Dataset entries
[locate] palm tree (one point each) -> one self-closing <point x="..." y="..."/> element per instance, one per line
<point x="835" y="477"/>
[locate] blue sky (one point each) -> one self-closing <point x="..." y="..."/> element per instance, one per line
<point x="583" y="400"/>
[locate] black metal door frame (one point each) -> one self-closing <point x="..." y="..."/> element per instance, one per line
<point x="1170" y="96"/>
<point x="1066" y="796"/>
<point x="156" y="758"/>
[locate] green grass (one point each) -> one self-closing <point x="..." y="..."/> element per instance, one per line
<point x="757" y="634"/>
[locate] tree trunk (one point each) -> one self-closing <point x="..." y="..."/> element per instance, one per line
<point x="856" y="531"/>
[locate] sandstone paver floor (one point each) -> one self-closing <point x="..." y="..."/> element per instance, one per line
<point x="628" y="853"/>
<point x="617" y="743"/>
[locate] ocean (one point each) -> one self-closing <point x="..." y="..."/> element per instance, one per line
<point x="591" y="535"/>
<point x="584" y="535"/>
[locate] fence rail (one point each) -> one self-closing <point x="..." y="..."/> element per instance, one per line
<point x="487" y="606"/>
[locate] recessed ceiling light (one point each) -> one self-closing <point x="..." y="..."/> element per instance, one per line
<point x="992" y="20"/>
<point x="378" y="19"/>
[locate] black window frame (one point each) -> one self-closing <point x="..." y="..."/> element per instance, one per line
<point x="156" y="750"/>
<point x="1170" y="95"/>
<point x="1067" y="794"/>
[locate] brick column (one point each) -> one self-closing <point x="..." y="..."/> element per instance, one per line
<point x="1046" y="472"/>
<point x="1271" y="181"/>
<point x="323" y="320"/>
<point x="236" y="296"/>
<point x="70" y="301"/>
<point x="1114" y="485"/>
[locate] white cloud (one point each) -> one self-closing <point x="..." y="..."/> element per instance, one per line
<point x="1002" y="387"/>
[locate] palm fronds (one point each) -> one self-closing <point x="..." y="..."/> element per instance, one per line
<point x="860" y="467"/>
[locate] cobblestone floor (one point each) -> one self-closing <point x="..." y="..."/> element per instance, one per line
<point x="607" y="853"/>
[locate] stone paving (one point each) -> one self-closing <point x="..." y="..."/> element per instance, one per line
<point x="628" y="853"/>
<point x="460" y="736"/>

■ Task to complete ■
Transcribe all of the data so that each line matches the source exactly.

■ Response to this task ■
[locate] palm tree (one point each) -> one self-closing <point x="..." y="..."/> element per instance, one per line
<point x="835" y="477"/>
[locate] blue sky (one point each) -> one self-closing <point x="..." y="..."/> element per instance, one per line
<point x="583" y="400"/>
[locate] black metal door frame (one point each) -> one self-closing <point x="..." y="..."/> element per instance, one per line
<point x="1170" y="96"/>
<point x="1066" y="796"/>
<point x="156" y="758"/>
[locate] green grass (one point each) -> one self-closing <point x="..." y="..."/> element per instance, one per line
<point x="757" y="634"/>
[locate] tree trunk (one point each) -> one self-closing <point x="..." y="..."/> element per instance, one per line
<point x="856" y="531"/>
[locate] sandstone paver floor (one point each) -> one self-closing <point x="..." y="..."/> element per instance, one per line
<point x="628" y="853"/>
<point x="617" y="743"/>
[locate] ocean (one point each) -> one self-closing <point x="..." y="..."/> element per instance, one per line
<point x="591" y="535"/>
<point x="584" y="535"/>
[locate] fence rail (one point each) -> one self-closing <point x="..." y="..."/> element per instance, one per line
<point x="487" y="606"/>
[locate] recessed ceiling light (one point each) -> one self-closing <point x="..." y="..."/> element per instance, one per line
<point x="992" y="20"/>
<point x="378" y="19"/>
[locate] black window frame (one point each) -> one self-closing <point x="..." y="..."/> element per instance, one per line
<point x="156" y="750"/>
<point x="1170" y="95"/>
<point x="1067" y="794"/>
[locate] brick column (one point each) -> one self-closing <point x="..." y="..."/> element per instance, one per line
<point x="1046" y="472"/>
<point x="1271" y="181"/>
<point x="323" y="320"/>
<point x="236" y="296"/>
<point x="70" y="301"/>
<point x="1114" y="485"/>
[locate] white cloud (one point each) -> one self-closing <point x="..." y="..."/> element per instance, one per line
<point x="1002" y="387"/>
[locate] palm fronds (one point each) -> one self-closing <point x="..." y="..."/> element per instance, one per line
<point x="860" y="467"/>
[locate] cobblestone floor (one point each) -> one self-closing <point x="..." y="..."/> element per instance, one per line
<point x="607" y="853"/>
[locate] stone paving (one point each) -> one self-closing <point x="..." y="..."/> element per instance, one per line
<point x="628" y="853"/>
<point x="460" y="736"/>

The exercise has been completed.